Should numpy.sqrt(-1) return 1j rather than nan?

Christopher Barker Chris.Barker at noaa.gov
Thu Oct 12 12:49:25 CDT 2006


As someone on this list (sorry to quick with the delete button) said:

"numpy is closer to the metal than MATLAB"

MATLAB aside, numpy is somewhat "close to the metal". I think this is 
clearly part of its design philosophy, and also something I personally 
like about out.

Getting back to MATLAB (at least version 4, the last one I used 
regularly) -- everything in MATLAB is a matrix of double precision 
Floating points. (or complex - that does get weird!). This makes things 
simpler for a lot of use, but restricts the power and flexibility 
substantially.

Everything in numpy is an array of arbitrary shape and many possible 
data types -- this is more to think about, but give you a lot of power 
and flexibility. In any case, that is what numpy is. Period.

Given that, arrays of different types behave differently -- that's 
something you'd darn well better understand pretty soon in your numpy 
career:

 >>> a = N.array((1,2,3), dtype=N.uint8)
 >>> a *= 200
 >>> a
array([200, 144,  88], dtype=uint8)

Oh my gosh! 2 * 200 isn't 144! what happened?

▶ REQUIRED TASK 1:
Format the records from their start through the line containing "M 77 141 L 80" as a numbered list, leaving out blank lines and any pictures.
The text and the records are unrelated pieces of material.

▶ ITEMS:
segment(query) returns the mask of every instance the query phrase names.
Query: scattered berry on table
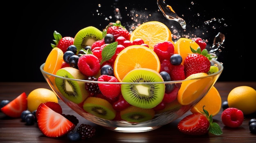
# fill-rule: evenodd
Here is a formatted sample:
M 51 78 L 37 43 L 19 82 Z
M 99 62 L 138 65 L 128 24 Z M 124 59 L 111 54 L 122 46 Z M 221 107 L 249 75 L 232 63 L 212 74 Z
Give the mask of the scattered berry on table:
M 77 141 L 80 139 L 80 134 L 77 131 L 72 130 L 67 135 L 67 138 L 70 141 Z
M 223 124 L 227 126 L 237 128 L 243 123 L 244 114 L 239 109 L 234 108 L 229 108 L 222 112 L 221 120 Z
M 95 135 L 96 130 L 90 125 L 82 124 L 77 128 L 77 132 L 81 139 L 84 140 L 93 137 Z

▶ REQUIRED TASK 2:
Resume the mailing-list post about numpy.sqrt(-1) after its last sentence.

▶ EXERCISE OUTPUT 1:
1. segment(query) returns the mask of every instance the query phrase names.
2. Query: scattered berry on table
3. # fill-rule: evenodd
4. Here is a formatted sample:
5. M 51 78 L 37 43 L 19 82 Z
6. M 99 62 L 138 65 L 128 24 Z M 124 59 L 111 54 L 122 46 Z M 221 107 L 249 75 L 232 63 L 212 74 Z
7. Give the mask of the scattered berry on table:
8. M 77 141 L 80 139 L 80 134 L 77 131 L 72 130 L 67 135 L 67 138 L 70 141 Z

▶ EXERCISE OUTPUT 2:
This isn't any different than sqrt(-1) resulting in NaN or an error. In 
fact, there are all sorts of places where upcasting is not happening 
automagically -- in fact, I think that's become more consistent in the 
new numpy. So, in numpy you need to choose the datatype appropriate for 
your problem at hand. I know I always know whether I want to work in the 
complex plane or not.

Another change recently made is to make doubles the default in more 
places -- I like that change.

So, given the entire philosophy and current status of how numpy works, 
the ONLY question that is legitimate here is:

Should the "default" datatype be complex or double? I vote double.

Travis Oliphant wrote:
> Now, it would be possible to give ufuncs a dtype keyword argument that 
> allowed you to specify which underlying loop was to be used for the 
> calculation. 

> sqrt(a, dtype=complex).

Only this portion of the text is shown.